▶ _WHAT IS NEEDED_
Each record that follows must be reproduced exactly.
-- DATA follows --
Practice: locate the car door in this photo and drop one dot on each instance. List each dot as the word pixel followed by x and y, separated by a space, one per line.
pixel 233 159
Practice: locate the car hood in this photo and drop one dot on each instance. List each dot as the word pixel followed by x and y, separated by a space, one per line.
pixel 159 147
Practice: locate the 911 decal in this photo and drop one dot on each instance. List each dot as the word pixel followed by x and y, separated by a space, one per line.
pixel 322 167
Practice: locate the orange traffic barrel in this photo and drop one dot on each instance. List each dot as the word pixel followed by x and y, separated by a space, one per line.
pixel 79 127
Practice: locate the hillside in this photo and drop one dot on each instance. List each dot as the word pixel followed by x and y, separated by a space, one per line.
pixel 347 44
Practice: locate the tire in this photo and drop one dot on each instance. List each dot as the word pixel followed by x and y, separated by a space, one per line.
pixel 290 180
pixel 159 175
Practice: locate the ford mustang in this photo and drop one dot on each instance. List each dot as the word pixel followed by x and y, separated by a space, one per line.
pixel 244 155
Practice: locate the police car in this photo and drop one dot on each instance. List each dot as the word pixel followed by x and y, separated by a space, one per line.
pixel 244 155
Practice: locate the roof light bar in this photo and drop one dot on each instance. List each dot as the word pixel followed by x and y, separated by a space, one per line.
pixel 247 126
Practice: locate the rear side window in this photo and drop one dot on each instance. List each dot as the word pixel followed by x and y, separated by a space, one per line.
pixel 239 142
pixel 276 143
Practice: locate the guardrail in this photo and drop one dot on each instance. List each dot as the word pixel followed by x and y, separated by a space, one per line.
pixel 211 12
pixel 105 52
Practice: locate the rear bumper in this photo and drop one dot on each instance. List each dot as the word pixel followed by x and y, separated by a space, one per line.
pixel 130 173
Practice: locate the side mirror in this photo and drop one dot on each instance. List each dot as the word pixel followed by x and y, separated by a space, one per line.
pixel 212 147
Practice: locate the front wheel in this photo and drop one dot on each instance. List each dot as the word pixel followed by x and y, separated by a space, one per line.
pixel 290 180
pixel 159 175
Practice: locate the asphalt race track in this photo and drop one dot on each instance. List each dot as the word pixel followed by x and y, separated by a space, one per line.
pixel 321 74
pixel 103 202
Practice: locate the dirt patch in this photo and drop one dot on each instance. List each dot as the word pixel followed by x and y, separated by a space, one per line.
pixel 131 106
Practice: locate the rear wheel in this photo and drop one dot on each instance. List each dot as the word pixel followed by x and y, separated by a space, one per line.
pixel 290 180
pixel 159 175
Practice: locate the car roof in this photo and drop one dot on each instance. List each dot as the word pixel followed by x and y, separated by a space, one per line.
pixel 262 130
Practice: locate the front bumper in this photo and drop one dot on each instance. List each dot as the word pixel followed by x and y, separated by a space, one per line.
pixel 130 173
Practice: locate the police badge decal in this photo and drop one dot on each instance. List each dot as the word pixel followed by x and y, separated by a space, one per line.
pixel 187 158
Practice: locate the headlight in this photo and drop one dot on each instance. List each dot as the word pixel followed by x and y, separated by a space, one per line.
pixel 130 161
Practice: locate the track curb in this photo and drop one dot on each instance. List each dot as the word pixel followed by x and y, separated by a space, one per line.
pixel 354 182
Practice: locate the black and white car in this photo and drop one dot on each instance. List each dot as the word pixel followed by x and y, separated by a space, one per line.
-- DATA concluded --
▶ _RESULT_
Practice: locate the car door in this photo and drop one dot on each instance. List each dot as the word pixel followed by x and y, separated by a space, one per line.
pixel 233 159
Practice: locate the car hood in this photo and drop one dot on each instance. List each dot as the word pixel followed by x and y, separated by a space, one per line.
pixel 159 147
Practice: locate the 911 decal in this photo and drop one dot on each instance. List each dot as the word pixel followed by x and y, separated by a space, one per line.
pixel 322 167
Practice: locate the orange traffic barrel in this photo and drop one dot on each instance. List each dot as the word pixel followed by x and y, separated by a space, one per line.
pixel 79 127
Practice: locate the hillside in this photo and drop one dot on each instance. List each dot as the word pixel followed by x and y, separated by a space, one per line.
pixel 347 44
Practice: locate the tire in this photo and drop one dot on each instance. List each dot as the word pixel followed by x and y, separated by a space, one per line.
pixel 290 180
pixel 159 175
Practice: locate the ford mustang in this photo and drop one dot on each instance. List each dot as the word pixel followed by x and y, separated by a space, one per line.
pixel 244 155
Practice: locate the police car in this photo and drop one dot on each instance. List each dot as the word pixel followed by x and y, separated by a space, one per line.
pixel 244 155
Practice: locate the roof light bar in this photo and drop one dot on each instance. List each dot as the word pixel followed by x and y, separated by a space, one per line.
pixel 247 126
Practice: locate the rear side window in this photo and drop one dot on each instance. List each dot as the word pixel followed by x and y, separated by a space, one per line.
pixel 239 142
pixel 276 143
Practice: locate the guardrail in this photo and drop one dot on each instance. List each dot as the word pixel followed by x and y, separated by a space, one per line.
pixel 211 12
pixel 105 52
Practice: locate the rear bumper in this photo and drop one dot on each instance. List each dot as the word pixel followed by x and y, separated by a space, one per line.
pixel 130 173
Practice: locate the side mirror in this photo and drop one dot on each instance. List each dot as the word pixel followed by x and y, separated by a space, one per line.
pixel 212 147
Practice: locate the front wheel in this photo and drop one dot on each instance. List each dot as the word pixel followed by x and y, separated by a space, one per line.
pixel 290 180
pixel 159 175
Practice: locate the asphalt race track in this photo and drop one dot on each instance. List each dot as the word pixel followed by x and y, separated by a space, one per line.
pixel 321 74
pixel 103 202
Practice: locate the dirt patch in this photo and drop one dot on each instance. List each dot as the word pixel followed by x and y, separated by a space, one per line.
pixel 131 106
Practice: locate the rear wheel in this photo and drop one dot on each instance. List each dot as the word pixel followed by x and y, separated by a space, one per line.
pixel 290 180
pixel 159 175
Practice: locate the car roof in this photo and drop one dot on each instance. List each dot as the word pixel followed by x and y, separated by a space, one per line.
pixel 262 130
Practice: locate the front bumper in this photo and drop one dot on each instance. List each dot as the word pixel followed by x and y, separated by a space, one per line.
pixel 130 173
Practice: locate the police badge decal in this photo and drop one dot on each instance. List each dot as the word pixel followed by x and y, separated by a space, one per line.
pixel 187 158
Practice: locate the headlight in this photo and drop one dot on each instance. List each dot as the word pixel followed by x and y, separated by a space, one per line.
pixel 130 161
Practice: locate the track curb in this photo and drop one dot on each instance. List each dot as the word pixel followed by x and y, separated by a space, one per line.
pixel 354 182
Practice: locate the black and white car in this photo and drop one dot on each instance. List each dot as the word pixel followed by x and y, separated by a space, one per line.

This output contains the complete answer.